» **SELECTED PASSAGE**
ECU0406,
In steady-state conditions, the specific heat or the mass of the wire has no effect on its temperature.
In steady-state, the power absorbed by the wire is totally dissipated in the environment.
Only during the warm-up transient will the specific heat and density of the wire play some role.
Highed heat capacity will slow-down the heat-up process, for example.
If the temperature is high, the dominant mode of cooling of the wire will be radiation.
If the wire is straigth and not isolated, then in first approximation, the "black-body" radiation law can be applied.
Usually an additional factor is used called "emissivity" that takes the quality of the radiating surface into account.
The best radiatiors have an emissivity = 1 .
The "black-body" radiation law reads:
(emitted power) = Pemit = eps sig (T^4-To^4) Surf
where
eps < 1 is the emissivity (close to 1 for good 'radiatiors')
sig = 5.67E-9 W/m²/K^4 is the Stefan-Boltzmann Constant
T is the temperature of the emitting body in K
To is the temperature of the surrounding in K
Surf is the (apparent) surface of the emitting body (wire)

Excerpts from a point labeling dataset:
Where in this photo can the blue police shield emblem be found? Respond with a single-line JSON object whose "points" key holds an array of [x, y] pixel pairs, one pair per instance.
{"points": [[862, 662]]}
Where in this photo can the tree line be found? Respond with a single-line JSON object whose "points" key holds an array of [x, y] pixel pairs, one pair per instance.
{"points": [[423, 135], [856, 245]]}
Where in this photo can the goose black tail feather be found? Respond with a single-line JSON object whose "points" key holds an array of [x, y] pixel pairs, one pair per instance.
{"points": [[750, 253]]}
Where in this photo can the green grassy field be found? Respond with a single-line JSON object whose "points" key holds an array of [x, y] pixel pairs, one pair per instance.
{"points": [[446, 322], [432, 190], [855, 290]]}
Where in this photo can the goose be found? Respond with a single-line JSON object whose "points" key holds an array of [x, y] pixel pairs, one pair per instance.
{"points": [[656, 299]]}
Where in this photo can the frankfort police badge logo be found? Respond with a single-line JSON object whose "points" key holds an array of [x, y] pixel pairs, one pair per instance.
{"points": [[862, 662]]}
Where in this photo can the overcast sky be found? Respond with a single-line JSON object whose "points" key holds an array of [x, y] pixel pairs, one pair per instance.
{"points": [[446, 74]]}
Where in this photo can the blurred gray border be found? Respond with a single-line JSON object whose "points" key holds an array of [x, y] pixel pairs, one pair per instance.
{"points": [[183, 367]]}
==
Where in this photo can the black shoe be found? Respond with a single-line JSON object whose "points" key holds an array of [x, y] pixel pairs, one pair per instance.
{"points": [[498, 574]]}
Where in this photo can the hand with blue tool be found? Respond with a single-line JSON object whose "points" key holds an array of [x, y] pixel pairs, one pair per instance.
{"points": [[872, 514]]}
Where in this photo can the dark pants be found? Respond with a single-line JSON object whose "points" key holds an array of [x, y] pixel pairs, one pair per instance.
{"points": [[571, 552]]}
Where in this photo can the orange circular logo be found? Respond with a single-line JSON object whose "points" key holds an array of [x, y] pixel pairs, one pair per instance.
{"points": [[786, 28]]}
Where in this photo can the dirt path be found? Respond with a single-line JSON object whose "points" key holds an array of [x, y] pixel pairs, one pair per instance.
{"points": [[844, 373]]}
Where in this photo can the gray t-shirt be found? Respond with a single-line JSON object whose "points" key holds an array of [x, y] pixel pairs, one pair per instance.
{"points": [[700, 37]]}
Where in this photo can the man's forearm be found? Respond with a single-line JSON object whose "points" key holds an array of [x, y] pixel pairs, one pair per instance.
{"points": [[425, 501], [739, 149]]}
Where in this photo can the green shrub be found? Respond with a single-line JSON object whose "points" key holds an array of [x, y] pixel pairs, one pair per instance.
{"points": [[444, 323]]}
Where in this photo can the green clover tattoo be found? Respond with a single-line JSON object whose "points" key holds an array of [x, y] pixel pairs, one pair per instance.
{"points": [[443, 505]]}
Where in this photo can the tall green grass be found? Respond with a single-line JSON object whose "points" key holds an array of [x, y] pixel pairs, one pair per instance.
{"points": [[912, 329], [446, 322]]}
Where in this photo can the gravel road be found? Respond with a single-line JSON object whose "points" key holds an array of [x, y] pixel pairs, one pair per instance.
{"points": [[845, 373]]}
--
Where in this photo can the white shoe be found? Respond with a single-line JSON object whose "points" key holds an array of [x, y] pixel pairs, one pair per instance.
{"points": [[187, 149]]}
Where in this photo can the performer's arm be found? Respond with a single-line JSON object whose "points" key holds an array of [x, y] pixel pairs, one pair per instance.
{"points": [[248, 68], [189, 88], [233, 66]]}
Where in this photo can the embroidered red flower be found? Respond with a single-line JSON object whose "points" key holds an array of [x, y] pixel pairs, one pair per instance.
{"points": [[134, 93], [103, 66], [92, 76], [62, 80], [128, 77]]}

» **REQUIRED WORK**
1. According to the passage on wire heating, what becomes the dominant mode of cooling when the wire's temperature is high?
2. Collect every line of the entries that contains the word "logo".
The passage on wire heating has no connection to the entries.

» **THE RESPONSES**
1. Radiation.

2.
Where in this photo can the frankfort police badge logo be found? Respond with a single-line JSON object whose "points" key holds an array of [x, y] pixel pairs, one pair per instance.
Where in this photo can the orange circular logo be found? Respond with a single-line JSON object whose "points" key holds an array of [x, y] pixel pairs, one pair per instance.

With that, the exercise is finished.